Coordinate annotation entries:
------------------------------------
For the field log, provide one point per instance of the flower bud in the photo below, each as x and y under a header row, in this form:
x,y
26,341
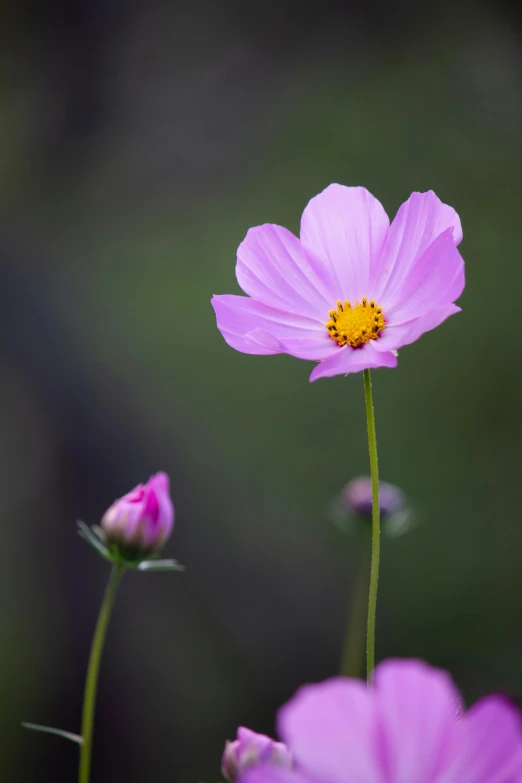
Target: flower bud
x,y
250,749
357,498
138,524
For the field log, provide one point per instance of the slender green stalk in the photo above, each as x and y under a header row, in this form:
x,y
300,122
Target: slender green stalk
x,y
91,680
353,652
376,528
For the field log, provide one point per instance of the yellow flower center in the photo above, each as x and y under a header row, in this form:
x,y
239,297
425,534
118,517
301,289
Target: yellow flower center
x,y
356,325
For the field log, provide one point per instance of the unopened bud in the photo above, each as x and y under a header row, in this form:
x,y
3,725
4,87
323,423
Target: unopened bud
x,y
139,523
357,498
250,749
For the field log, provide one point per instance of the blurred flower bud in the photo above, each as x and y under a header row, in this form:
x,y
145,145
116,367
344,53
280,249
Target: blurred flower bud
x,y
249,749
352,509
357,498
138,524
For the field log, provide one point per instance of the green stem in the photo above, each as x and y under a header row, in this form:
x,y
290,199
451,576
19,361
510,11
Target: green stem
x,y
91,680
376,528
353,652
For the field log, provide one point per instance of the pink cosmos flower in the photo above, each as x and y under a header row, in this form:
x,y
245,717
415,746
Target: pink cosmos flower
x,y
352,289
140,522
249,749
402,730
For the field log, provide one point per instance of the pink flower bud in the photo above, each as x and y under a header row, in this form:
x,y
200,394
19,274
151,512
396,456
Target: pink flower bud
x,y
250,749
139,523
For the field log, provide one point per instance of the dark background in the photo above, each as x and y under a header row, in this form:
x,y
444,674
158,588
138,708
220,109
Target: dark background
x,y
138,143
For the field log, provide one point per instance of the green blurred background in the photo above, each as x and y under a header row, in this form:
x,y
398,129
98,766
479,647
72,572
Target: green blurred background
x,y
138,143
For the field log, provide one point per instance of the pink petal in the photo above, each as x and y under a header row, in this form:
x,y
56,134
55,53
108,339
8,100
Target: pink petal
x,y
490,746
273,267
346,228
417,224
331,730
435,279
416,706
273,774
395,337
347,359
252,327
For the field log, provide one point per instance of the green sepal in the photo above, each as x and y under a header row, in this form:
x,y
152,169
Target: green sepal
x,y
159,565
94,537
50,730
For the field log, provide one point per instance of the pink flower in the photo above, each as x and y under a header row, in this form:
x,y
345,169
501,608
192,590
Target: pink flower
x,y
402,730
139,523
352,289
249,749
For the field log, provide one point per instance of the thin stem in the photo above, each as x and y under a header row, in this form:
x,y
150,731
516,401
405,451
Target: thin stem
x,y
376,528
91,680
353,652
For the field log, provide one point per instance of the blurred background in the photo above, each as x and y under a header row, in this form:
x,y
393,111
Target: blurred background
x,y
139,142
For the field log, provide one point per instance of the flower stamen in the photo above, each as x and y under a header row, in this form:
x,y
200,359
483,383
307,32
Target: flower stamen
x,y
355,325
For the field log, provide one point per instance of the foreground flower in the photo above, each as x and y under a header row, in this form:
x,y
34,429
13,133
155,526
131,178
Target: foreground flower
x,y
139,523
249,749
405,729
352,289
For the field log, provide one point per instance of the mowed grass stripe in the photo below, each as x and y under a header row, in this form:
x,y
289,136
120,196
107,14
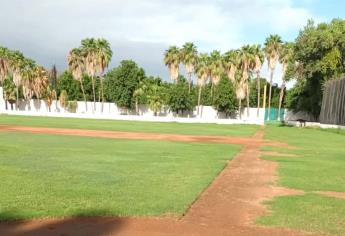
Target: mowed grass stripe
x,y
321,167
54,176
134,126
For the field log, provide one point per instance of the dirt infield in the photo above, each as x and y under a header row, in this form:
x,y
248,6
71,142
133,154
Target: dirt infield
x,y
229,206
140,135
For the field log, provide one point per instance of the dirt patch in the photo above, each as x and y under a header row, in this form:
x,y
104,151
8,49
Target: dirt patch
x,y
278,154
229,206
142,136
332,194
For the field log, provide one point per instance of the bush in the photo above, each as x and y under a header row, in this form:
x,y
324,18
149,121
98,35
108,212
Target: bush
x,y
225,98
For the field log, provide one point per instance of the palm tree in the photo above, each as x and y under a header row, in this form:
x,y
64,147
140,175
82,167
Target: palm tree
x,y
16,64
256,68
285,58
104,54
246,58
155,99
4,53
76,64
172,59
50,96
29,73
137,93
89,48
189,56
272,47
230,64
216,68
203,73
40,81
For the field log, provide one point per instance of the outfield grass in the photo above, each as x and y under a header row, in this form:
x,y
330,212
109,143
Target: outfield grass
x,y
54,176
137,126
321,168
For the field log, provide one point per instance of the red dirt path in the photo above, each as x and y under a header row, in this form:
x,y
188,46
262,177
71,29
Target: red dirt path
x,y
229,206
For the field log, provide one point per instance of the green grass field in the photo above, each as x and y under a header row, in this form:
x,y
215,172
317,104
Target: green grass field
x,y
321,167
134,126
53,176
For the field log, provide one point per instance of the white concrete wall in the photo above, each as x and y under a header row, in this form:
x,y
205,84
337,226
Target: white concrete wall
x,y
110,111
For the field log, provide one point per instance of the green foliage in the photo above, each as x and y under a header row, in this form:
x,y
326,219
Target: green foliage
x,y
179,99
72,106
72,86
225,97
121,82
320,53
63,99
9,90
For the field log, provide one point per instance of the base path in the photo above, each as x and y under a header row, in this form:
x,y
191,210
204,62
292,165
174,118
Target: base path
x,y
229,206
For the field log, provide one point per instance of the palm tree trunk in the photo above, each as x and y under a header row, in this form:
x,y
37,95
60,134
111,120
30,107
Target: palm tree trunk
x,y
270,94
258,88
102,94
189,81
94,93
281,98
239,108
199,99
82,89
247,87
17,99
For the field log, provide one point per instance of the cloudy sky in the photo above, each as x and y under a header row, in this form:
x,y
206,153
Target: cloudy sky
x,y
45,30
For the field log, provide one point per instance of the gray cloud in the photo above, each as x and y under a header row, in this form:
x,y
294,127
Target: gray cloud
x,y
46,30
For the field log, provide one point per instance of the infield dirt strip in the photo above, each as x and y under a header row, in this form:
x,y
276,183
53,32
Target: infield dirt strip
x,y
229,206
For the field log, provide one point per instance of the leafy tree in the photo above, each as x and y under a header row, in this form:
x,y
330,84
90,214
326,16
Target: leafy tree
x,y
225,97
155,98
63,99
9,91
189,56
121,82
319,53
179,99
172,59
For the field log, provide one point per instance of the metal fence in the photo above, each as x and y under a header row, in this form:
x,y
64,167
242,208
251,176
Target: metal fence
x,y
333,103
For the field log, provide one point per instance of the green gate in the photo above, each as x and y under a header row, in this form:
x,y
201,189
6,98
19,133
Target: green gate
x,y
272,114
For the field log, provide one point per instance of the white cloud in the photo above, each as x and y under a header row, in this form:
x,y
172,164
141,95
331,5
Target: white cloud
x,y
48,29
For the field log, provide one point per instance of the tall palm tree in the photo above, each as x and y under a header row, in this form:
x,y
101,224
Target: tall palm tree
x,y
137,93
104,54
89,48
40,81
16,64
272,47
216,69
203,73
259,58
246,58
189,57
286,54
4,54
230,64
172,59
28,72
76,64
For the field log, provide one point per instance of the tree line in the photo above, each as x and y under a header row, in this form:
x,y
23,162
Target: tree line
x,y
223,81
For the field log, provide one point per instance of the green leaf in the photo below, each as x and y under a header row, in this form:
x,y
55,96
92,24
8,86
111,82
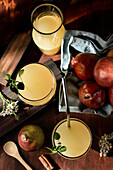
------------------------------------
- What is needed:
Count the lines in the records above that contain the string "concrete". Reply with the number alone.

- Response to this task:
2